* [Task requirements]
**A.** In the passage on recycled carbon fiber sales, rewrite the section from "Additionally, by the" up to and including "chosen applications [5.1].", changing "multinationals" to "international firms".
**B.** According to the passage on recycled carbon fiber sales, in how many countries are ELGCF's bestselling products sold?

* [Document extract]
+++++

Impact on commerce and the economy: As a consequence of improved production, annual sales have grown rapidly from GBP300,000 in 2016 to GBP2,000,000 throughout the years 2018 to 2020 [5.1] – representing an increase of greater than 560%, and minimum total sales of GBP6,600,000 between 2016 and 2020. Up to the end of 2020, Carbiso C, CT, CT+ and Carbiso TM accounted for 80% of the current financial value of ELGCF’s total sales, citing the products as their bestsellers which are sold across 26 countries worldwide. Specific clients and applications include [5.1]:

• [text removed for publication]: “ [U]se of recycled carbon fibres (Carbiso C and Carbiso TM) to form the core of the carbon fibre composite cases of the [text removed for publication] laptops, saving weight compared to the glass fibre cores used in the previous generation and providing cost and environmental benefits compared to the use of virgin carbon fibre.” Approximately 300t of rCF from ELGCF is purchased by [text removed for publication] annually.

• [text removed for publication]: “Use of recycled carbon fibres in thermoplastic compounds intended for use in the electronics industry.” Approximately 230t of rCF from ELGCF is purchased by [text removed for publication] annually.

Additionally, by the end of 2020 four further sales contracts for the Carbiso TM and C ranges were progressed with multinationals in the automotive and aerospace sectors [text removed for publication]. Growth in annual sales from fulfilment of these contracts is expected to be GBP4,300,000 in 2021 [5.1], making ELGCF attractive to further investment during 2020 whilst also allowing for better strategic business planning based on this projected growth. In attracting both current sales and future sales contracts, WMG research was invaluable – with the scientifically robust analysis of the mechanical properties of rCF [3.1] as well as performance vs. cost methodologies [3.2] providing value for money reassurance and establishing that ELGCF’s products could meet the tough demands of their clients’ chosen applications [5.1].

+++++

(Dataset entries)
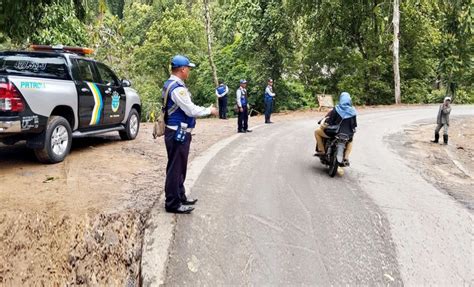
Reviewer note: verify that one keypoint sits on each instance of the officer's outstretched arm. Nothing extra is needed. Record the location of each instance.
(182, 98)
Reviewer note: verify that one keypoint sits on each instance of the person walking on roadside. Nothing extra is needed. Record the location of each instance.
(443, 120)
(180, 119)
(269, 98)
(242, 106)
(221, 92)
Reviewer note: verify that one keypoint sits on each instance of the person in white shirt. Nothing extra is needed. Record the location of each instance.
(221, 92)
(180, 119)
(269, 98)
(242, 106)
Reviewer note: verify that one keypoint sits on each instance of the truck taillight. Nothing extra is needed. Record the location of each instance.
(10, 98)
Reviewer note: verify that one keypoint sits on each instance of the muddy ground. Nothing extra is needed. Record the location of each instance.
(81, 222)
(449, 167)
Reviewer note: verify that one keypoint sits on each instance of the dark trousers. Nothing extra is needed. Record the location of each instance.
(176, 169)
(223, 107)
(242, 120)
(268, 109)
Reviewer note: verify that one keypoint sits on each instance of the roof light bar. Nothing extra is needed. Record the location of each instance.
(76, 50)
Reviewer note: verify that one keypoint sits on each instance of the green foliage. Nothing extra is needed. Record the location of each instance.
(59, 25)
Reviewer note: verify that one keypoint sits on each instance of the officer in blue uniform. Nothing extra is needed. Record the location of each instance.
(180, 119)
(269, 97)
(242, 105)
(221, 92)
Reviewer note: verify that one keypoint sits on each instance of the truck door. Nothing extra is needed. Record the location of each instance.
(114, 95)
(91, 100)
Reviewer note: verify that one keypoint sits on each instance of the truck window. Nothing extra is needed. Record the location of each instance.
(83, 70)
(107, 76)
(34, 66)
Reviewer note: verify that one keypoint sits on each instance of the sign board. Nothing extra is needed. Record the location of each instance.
(325, 101)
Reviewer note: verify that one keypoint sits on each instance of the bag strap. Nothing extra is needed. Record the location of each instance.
(165, 104)
(166, 94)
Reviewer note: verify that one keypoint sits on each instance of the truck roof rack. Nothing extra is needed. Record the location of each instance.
(60, 48)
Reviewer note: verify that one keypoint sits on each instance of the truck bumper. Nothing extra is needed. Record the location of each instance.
(10, 125)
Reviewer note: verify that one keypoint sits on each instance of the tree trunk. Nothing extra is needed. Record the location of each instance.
(396, 48)
(207, 16)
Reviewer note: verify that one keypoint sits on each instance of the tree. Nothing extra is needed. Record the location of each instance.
(396, 49)
(207, 17)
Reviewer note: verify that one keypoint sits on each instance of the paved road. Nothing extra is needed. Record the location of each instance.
(269, 214)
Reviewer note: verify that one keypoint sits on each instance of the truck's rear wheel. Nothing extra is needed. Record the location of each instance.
(131, 127)
(57, 142)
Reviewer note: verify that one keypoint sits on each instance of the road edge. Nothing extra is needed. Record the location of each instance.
(161, 226)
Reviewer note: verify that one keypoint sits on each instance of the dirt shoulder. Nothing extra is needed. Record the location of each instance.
(82, 221)
(449, 167)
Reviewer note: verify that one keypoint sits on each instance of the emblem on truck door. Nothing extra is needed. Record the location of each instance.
(115, 101)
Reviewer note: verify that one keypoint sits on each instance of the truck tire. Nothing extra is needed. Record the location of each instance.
(131, 127)
(57, 142)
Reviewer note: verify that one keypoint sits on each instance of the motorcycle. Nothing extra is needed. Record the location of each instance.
(334, 147)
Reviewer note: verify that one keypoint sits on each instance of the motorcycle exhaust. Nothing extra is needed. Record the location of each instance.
(340, 152)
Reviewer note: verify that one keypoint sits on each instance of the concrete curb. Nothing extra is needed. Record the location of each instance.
(161, 225)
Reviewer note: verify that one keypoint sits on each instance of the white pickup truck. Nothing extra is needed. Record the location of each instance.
(52, 94)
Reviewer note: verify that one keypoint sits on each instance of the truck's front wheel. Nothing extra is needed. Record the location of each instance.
(132, 126)
(57, 142)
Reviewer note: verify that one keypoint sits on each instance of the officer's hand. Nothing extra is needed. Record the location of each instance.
(214, 111)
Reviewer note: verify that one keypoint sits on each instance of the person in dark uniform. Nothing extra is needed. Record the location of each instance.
(269, 97)
(242, 105)
(221, 92)
(180, 119)
(442, 120)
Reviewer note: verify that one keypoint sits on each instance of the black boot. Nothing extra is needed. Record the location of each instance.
(445, 139)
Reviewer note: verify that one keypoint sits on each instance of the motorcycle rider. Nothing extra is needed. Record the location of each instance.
(345, 115)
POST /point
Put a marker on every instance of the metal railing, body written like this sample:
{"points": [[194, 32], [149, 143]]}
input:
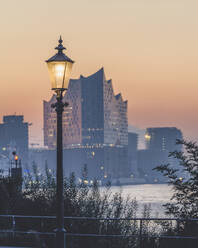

+++++

* [Exercise responses]
**A.**
Additionally, by the end of 2020 four further sales contracts for the Carbiso TM and C ranges were progressed with international firms in the automotive and aerospace sectors [text removed for publication]. Growth in annual sales from fulfilment of these contracts is expected to be GBP4,300,000 in 2021 [5.1], making ELGCF attractive to further investment during 2020 whilst also allowing for better strategic business planning based on this projected growth. In attracting both current sales and future sales contracts, WMG research was invaluable – with the scientifically robust analysis of the mechanical properties of rCF [3.1] as well as performance vs. cost methodologies [3.2] providing value for money reassurance and establishing that ELGCF’s products could meet the tough demands of their clients’ chosen applications [5.1].

**B.** 26 countries